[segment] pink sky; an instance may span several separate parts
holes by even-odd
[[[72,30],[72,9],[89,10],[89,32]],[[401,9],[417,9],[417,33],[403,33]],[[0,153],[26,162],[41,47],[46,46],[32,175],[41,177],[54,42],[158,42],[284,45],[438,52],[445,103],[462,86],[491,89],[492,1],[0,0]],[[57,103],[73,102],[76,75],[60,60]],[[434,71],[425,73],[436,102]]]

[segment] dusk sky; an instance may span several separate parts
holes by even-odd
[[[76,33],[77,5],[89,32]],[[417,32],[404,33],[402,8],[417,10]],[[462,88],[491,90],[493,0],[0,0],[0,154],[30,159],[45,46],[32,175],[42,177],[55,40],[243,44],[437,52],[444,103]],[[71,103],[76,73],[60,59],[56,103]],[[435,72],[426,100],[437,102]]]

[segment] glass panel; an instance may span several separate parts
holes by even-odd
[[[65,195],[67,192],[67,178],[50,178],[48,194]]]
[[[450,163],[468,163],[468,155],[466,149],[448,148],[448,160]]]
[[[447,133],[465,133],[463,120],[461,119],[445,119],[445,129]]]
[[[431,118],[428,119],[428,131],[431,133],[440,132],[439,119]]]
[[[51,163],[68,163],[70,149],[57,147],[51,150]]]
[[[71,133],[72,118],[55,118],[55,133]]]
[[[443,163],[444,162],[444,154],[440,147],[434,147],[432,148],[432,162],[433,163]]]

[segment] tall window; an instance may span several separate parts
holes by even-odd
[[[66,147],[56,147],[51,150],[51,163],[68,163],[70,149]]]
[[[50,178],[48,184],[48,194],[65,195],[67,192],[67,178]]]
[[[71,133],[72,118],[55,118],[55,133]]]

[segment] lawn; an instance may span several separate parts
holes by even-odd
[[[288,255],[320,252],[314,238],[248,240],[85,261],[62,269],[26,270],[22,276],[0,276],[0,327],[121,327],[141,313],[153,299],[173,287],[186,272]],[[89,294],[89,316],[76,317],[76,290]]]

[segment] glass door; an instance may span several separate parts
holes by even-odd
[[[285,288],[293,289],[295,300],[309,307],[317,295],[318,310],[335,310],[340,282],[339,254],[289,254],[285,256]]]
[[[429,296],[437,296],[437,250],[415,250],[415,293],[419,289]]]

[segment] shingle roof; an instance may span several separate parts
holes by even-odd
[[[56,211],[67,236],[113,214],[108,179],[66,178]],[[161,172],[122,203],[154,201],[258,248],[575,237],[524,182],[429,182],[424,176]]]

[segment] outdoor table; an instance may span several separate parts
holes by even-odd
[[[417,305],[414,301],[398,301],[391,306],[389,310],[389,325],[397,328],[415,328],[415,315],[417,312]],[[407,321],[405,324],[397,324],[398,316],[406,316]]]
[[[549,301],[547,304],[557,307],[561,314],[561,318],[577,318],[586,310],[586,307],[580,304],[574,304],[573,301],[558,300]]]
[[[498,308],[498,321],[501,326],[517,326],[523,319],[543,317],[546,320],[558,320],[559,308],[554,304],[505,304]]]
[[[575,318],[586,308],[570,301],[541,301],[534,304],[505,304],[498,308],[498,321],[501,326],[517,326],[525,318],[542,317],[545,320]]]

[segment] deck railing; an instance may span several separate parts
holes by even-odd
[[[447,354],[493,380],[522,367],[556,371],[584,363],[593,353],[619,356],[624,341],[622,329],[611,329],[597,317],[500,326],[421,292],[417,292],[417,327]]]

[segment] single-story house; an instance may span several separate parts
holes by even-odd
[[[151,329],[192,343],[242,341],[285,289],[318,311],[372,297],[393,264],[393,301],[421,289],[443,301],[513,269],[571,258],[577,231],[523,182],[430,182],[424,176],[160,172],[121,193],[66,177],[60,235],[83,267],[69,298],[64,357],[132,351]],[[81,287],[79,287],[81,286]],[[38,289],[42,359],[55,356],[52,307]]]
● ● ● ●
◆ **THE PROBLEM**: Lay out all of the material above as a two-column CSV with the headers "request" and "answer", one row per request. Put each request's text and its answer in a single quoted field, with line breaks replaced by spaces.

◆ **FULL ANSWER**:
request,answer
"[segment] pink sky; an instance may span several separate parts holes by even-odd","[[[72,30],[72,9],[89,10],[89,32]],[[401,9],[417,9],[417,33],[403,33]],[[0,153],[26,162],[41,47],[46,46],[32,175],[41,177],[54,42],[158,42],[284,45],[438,52],[445,103],[462,86],[491,89],[492,1],[0,0]],[[57,103],[73,102],[76,75],[60,60]],[[434,71],[425,73],[436,102]]]"
"[segment] dusk sky; an instance may span several separate parts holes by even-odd","[[[76,33],[77,5],[89,32]],[[417,32],[404,33],[402,8],[417,10]],[[462,88],[491,90],[493,0],[0,0],[0,154],[30,159],[45,46],[32,175],[42,177],[55,40],[243,44],[437,52],[444,103]],[[71,103],[76,73],[60,59],[56,103]],[[435,72],[426,100],[437,102]]]"
"[segment] glass panel; an instance may span several separate parts holes by even-odd","[[[65,195],[67,192],[67,178],[50,178],[48,194]]] [[[450,163],[468,163],[468,155],[466,149],[448,148],[448,160]]] [[[447,133],[465,133],[463,120],[461,119],[445,119],[445,129]]] [[[431,118],[428,119],[428,131],[431,133],[440,132],[439,119]]] [[[51,163],[68,163],[70,149],[57,147],[51,150]]] [[[71,133],[72,118],[55,118],[55,133]]] [[[443,163],[444,162],[444,154],[440,147],[434,147],[432,148],[432,162],[433,163]]]"
"[segment] tall window; an instance may span several separate parts holes by even-odd","[[[66,147],[56,147],[51,150],[51,163],[68,163],[70,149]]] [[[50,178],[48,184],[48,194],[65,195],[67,192],[67,178]]] [[[71,133],[72,118],[55,118],[55,133]]]"
"[segment] lawn; an instance may span several separate parts holes by even-odd","[[[288,255],[320,252],[314,238],[248,240],[85,261],[62,269],[26,270],[22,276],[0,276],[0,327],[121,327],[141,313],[153,299],[173,287],[186,272]],[[89,294],[89,316],[76,317],[76,290]]]"
"[segment] glass door; an instance may span several separate parts holes by even-odd","[[[285,288],[293,289],[295,300],[309,307],[317,295],[318,310],[335,310],[340,282],[339,254],[289,254],[285,256]]] [[[429,296],[437,296],[437,250],[415,250],[415,293],[419,289]]]"
"[segment] shingle roof; an instance may span several separate parts holes by even-odd","[[[56,211],[67,236],[113,214],[108,179],[66,178]],[[161,172],[122,203],[154,201],[258,248],[575,237],[524,182],[429,182],[424,176]]]"
"[segment] outdoor table; an instance may span several separate parts holes by even-odd","[[[417,305],[414,301],[398,301],[391,306],[389,310],[389,325],[397,328],[415,328],[415,315],[417,312]],[[407,321],[405,324],[397,324],[398,316],[406,316]]] [[[549,301],[547,304],[557,307],[561,314],[561,318],[577,318],[586,310],[586,307],[580,304],[574,304],[573,301],[558,300]]] [[[498,308],[498,321],[501,326],[517,326],[523,319],[543,317],[546,320],[558,320],[559,308],[554,304],[505,304]]] [[[575,318],[586,308],[570,301],[541,301],[534,304],[505,304],[498,308],[498,321],[501,326],[517,326],[525,318],[542,317],[545,320]]]"
"[segment] deck railing; an instance may span several separate parts holes by even-odd","[[[447,354],[493,380],[522,367],[556,371],[584,363],[593,353],[619,356],[624,341],[622,329],[611,329],[597,317],[500,326],[421,292],[417,292],[417,327]]]"
"[segment] single-story house; an instance may span several separate parts holes by even-odd","[[[151,329],[192,343],[242,341],[285,289],[318,311],[372,297],[393,264],[393,301],[421,289],[443,301],[513,269],[571,258],[577,231],[523,182],[430,182],[424,176],[160,172],[121,193],[66,177],[60,235],[83,267],[69,298],[64,357],[132,351]],[[81,287],[79,287],[81,286]],[[38,289],[42,359],[55,356],[52,307]]]"